SHORT EXERCISE: Reproduce the records below word for word, leaving out the pictures.

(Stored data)
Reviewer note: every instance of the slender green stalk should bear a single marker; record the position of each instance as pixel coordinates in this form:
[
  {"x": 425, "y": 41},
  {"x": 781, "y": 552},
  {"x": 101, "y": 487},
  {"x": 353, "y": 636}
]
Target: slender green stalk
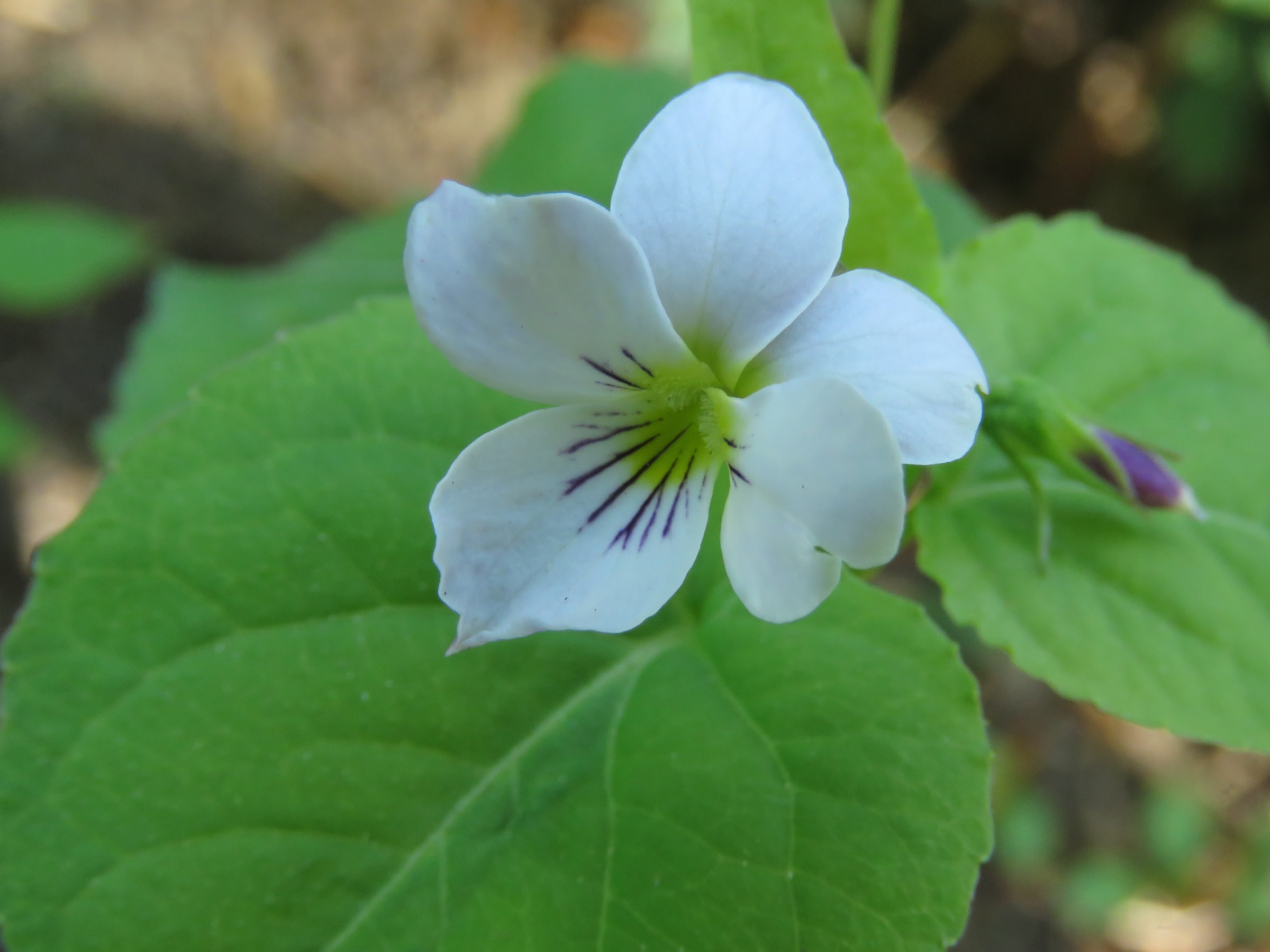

FINAL ANSWER:
Reviewer note: every instance of the slender green stalk should bear a single marker; record the position of each instance as pixel coordinates in this form:
[
  {"x": 425, "y": 41},
  {"x": 781, "y": 552},
  {"x": 101, "y": 487},
  {"x": 353, "y": 636}
]
Target: slender green stalk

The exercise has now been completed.